Passing on a passion for our waterways

Created on 07/09/2017

'Remember a Charity', a campaigning group which aims to inspire more people to consider leaving a charitable gift in their Will, is encouraging people to ‘Have Your Say on the World You Want to Pass On’. In the spirit of this, we wanted to take the opportunity to reflect on the future of the waterways and look at what is being done throughout IWA and beyond to pass on a passion for our waterways to the next generation. We also want to invite you to share your own opinions about your personal vision for the waterways – let us know your thoughts on our Twitter and Facebook pages using #HaveYourSay.

**What you should do**
Reproduce the waterways piece word for word, starting at the words "Passing on a" and stopping after "pages using #HaveYourSay.".

Image boundary annotation records:
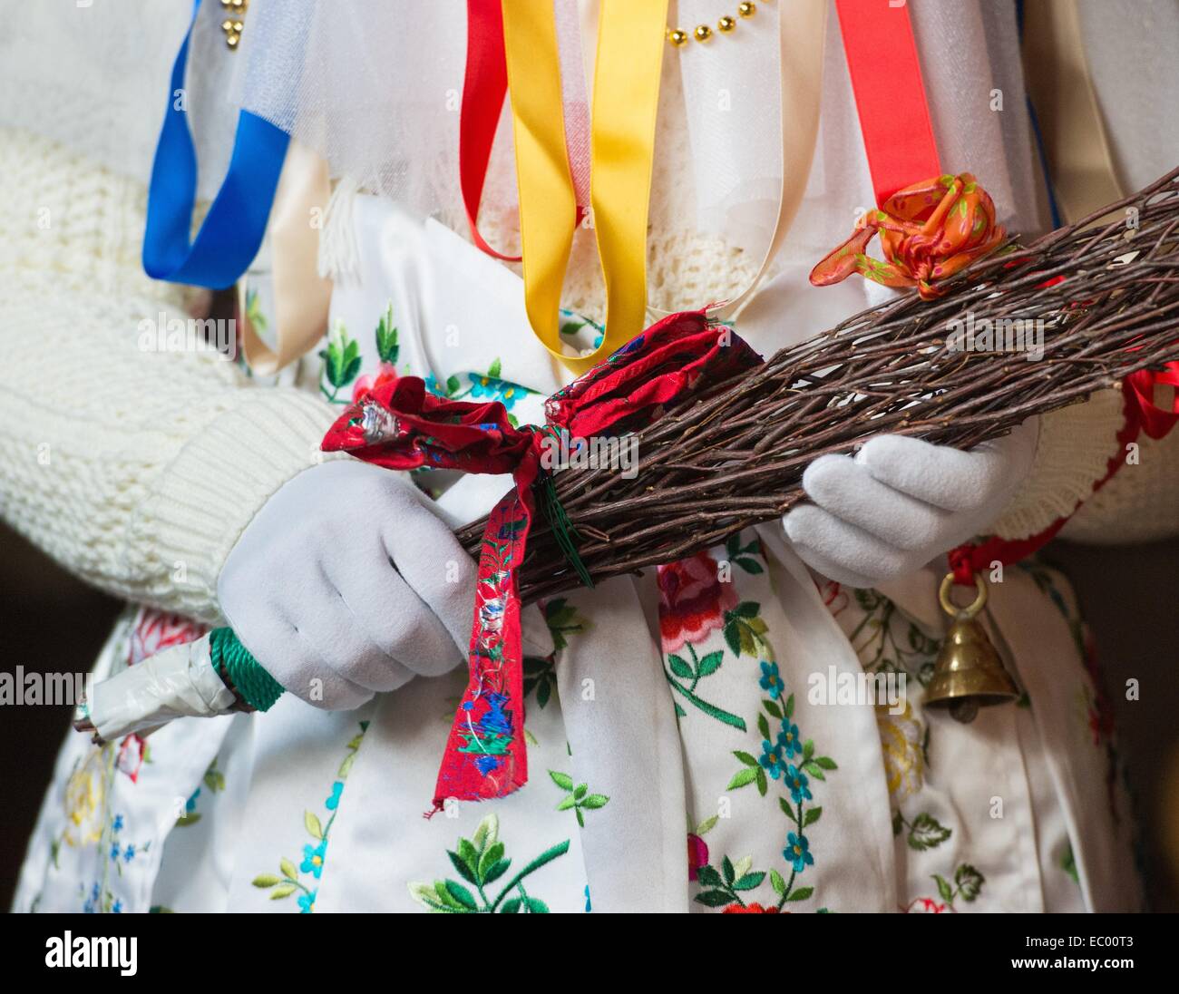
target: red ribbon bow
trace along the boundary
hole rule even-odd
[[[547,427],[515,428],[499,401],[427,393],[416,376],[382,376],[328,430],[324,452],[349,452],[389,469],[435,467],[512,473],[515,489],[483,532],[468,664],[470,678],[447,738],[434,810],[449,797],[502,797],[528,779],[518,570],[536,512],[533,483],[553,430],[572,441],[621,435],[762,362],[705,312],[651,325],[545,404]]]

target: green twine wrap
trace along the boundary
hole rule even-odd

**Solution below**
Passing on a passion for our waterways

Created on 07/09/2017

'Remember a Charity', a campaigning group which aims to inspire more people to consider leaving a charitable gift in their Will, is encouraging people to ‘Have Your Say on the World You Want to Pass On’. In the spirit of this, we wanted to take the opportunity to reflect on the future of the waterways and look at what is being done throughout IWA and beyond to pass on a passion for our waterways to the next generation. We also want to invite you to share your own opinions about your personal vision for the waterways – let us know your thoughts on our Twitter and Facebook pages using #HaveYourSay.